• Исходный отрывок
──────────────────────────────
Вступление чётко и точно названо — «Очерк работы».

Всё началось в тридцать шестом году. Отдыхая в санатории под Ленинградом, Каверин случайно встретился там с одним молодым учёным — человеком трудной судьбы и высоких человеческих качеств. Завязались добрые отношения, и однажды этот молодой учёный стал рассказывать Каверину историю своей многосложной жизни. Рассказ длился шесть вечеров кряду, и краткие записи его легли в основу повести, которая заключала в себе в зачаточном состоянии будущих «Двух капитанов», а точнее говоря, характер и биографическую канву младшего из капитанов — Сани Григорьева.

Повесть написана была залпом в течение трёх месяцев, но как-то, по-видимому, не вполне удалась, и напечатать её не представлялось возможным. На время она была отложена, однако в следующем году Каверин вернулся к ней, и уже с более широкими планами большого романа.

Но для большого романа не хватало материала. Какой же ещё материал, кроме истории жизни нового знакомца Каверина, ставшего его другом, должен был дополнительно войти в книгу? Указующими в этом направлении являются слова самого Каверина в «Очерке работы» о том, что «роман писался в конце тридцатых годов, принёсших Советской стране огромные, захватывающие воображение победы в Арктике».

Арктический материал захватил воображение и автора будущего романа. Но что выбрать из громадного материала истории завоевания Арктики? Каверин остановился на тысяча девятьсот двенадцатом и примыкавших к нему годах. Надо сказать, что двенадцатый год в истории русского полярного мореходства был особо героическим, и особо трагическим.

В конце лета того года отправились по разным маршрутам три русские полярные экспедиции: Георгия Брусилова, Владимира Русанова и Георгия Седова. Все трое погибли, прокладывая путь последующим завоевателям Арктики.

Этот героический и трагический материал и принялся осваивать Каверин, работая над своим романом. В конце концов из трёх действительных капитанов родился один, романический, — Иван Татаринов.
──────────────────────────────
• Исходные строки
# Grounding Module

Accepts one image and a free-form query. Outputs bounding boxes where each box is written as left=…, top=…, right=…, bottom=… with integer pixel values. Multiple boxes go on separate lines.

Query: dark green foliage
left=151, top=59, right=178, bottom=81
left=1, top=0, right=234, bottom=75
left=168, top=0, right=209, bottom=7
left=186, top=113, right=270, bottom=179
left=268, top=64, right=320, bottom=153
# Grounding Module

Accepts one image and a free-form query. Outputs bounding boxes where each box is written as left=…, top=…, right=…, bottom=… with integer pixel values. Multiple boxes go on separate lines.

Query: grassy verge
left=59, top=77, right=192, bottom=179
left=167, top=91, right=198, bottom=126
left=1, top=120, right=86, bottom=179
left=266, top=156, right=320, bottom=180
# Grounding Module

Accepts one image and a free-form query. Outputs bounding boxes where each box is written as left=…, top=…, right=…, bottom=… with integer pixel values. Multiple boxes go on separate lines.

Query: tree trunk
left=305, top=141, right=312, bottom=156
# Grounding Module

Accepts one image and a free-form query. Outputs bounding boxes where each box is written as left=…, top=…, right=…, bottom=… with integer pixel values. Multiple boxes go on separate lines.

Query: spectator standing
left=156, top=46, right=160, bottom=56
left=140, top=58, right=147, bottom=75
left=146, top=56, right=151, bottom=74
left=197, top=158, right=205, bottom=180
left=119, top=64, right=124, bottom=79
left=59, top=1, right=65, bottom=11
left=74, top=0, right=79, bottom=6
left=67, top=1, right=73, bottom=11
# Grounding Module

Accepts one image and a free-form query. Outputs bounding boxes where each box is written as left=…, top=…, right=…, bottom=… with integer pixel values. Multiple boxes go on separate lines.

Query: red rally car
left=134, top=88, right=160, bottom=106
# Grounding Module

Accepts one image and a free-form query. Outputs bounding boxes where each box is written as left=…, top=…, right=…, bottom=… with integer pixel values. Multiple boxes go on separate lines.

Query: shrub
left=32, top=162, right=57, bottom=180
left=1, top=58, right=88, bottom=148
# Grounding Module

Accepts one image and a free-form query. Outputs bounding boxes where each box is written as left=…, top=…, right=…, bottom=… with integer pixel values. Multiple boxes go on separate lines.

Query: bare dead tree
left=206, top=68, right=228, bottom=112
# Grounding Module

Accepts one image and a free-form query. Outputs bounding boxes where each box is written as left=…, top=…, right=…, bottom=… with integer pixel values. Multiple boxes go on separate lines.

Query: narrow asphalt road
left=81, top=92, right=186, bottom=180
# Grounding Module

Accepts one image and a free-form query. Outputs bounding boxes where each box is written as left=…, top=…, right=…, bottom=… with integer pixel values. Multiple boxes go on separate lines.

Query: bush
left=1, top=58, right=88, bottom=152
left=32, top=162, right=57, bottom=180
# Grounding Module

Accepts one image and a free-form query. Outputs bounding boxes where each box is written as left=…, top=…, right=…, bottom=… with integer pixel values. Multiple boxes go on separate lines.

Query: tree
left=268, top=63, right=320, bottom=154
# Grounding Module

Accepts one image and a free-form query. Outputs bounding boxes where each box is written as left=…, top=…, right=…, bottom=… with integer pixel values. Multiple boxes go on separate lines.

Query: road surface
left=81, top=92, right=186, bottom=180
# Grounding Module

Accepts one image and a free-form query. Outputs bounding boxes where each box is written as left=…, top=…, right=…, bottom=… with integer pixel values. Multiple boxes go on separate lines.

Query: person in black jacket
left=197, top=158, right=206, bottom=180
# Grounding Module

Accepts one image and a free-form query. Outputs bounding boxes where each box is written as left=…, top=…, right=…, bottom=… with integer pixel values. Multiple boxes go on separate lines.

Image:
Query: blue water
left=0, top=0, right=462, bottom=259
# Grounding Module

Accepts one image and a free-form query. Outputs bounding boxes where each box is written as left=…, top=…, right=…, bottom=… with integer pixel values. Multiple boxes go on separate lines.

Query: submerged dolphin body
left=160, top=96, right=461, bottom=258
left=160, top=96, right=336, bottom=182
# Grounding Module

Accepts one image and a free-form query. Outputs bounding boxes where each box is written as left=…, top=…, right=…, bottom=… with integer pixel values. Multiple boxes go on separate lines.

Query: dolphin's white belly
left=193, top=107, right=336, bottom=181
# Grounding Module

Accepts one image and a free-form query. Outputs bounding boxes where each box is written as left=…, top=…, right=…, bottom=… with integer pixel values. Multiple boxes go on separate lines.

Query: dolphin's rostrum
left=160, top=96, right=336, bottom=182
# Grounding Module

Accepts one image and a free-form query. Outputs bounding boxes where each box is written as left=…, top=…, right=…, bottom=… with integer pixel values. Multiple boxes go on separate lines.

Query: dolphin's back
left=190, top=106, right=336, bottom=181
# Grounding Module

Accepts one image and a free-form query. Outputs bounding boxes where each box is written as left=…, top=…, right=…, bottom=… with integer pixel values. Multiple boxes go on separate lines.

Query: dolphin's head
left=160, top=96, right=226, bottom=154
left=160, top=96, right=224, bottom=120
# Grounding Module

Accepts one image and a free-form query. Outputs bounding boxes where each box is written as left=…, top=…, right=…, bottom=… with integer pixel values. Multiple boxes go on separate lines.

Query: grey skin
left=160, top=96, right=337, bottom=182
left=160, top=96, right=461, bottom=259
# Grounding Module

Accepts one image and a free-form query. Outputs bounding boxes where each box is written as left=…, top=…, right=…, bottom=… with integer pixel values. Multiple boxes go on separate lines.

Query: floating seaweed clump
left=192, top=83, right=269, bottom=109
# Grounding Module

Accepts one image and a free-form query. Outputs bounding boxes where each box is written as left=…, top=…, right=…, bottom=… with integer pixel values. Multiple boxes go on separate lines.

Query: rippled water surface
──────────────────────────────
• Письменные задания
(1) Сколько вечеров подряд молодой учёный рассказывал Каверину историю своей жизни, согласно отрывку о создании «Двух капитанов»?
(2) Перечислите руководителей всех русских полярных экспедиций 1912 года, названных в отрывке о создании «Двух капитанов».
(3) Напишите продолжение отрывка о работе Каверина над «Двумя капитанами», начиная сразу после его последнего предложения.

• Ответы к заданиям
(1) Шесть вечеров подряд.

(2) Георгий Брусилов, Владимир Русанов, Георгий Седов.

(3)
Но нельзя ли распознать поточней — который из трёх стал прототипом старшего каверинского капитана? Попробуем. Передо мной на столе брошюра Ф. Черняховского, автора многих книжек о выдающихся людях русского Севера, носящая название «Георгий Яковлевич Седов». На последней странице её я читаю: «Образ Ивана Татаринова в романе В. Каверина «Два капитана» выражает лучшие черты Георгия Яковлевича Седова».

Многие читатели, вероятно, думали и думают так же. Но так ли это на самом деле? И нельзя ли извлечь подтверждения этому из самого романа «Два капитана» или из источников, какими явно пользовался при написании романа его автор? Попробуем, и для начала давайте сличим некоторые детали действительной биографии и действительной истории экспедиции Георгия Седова с соответствующими деталями романической биографии и романической истории экспедиции Ивана Татаринова.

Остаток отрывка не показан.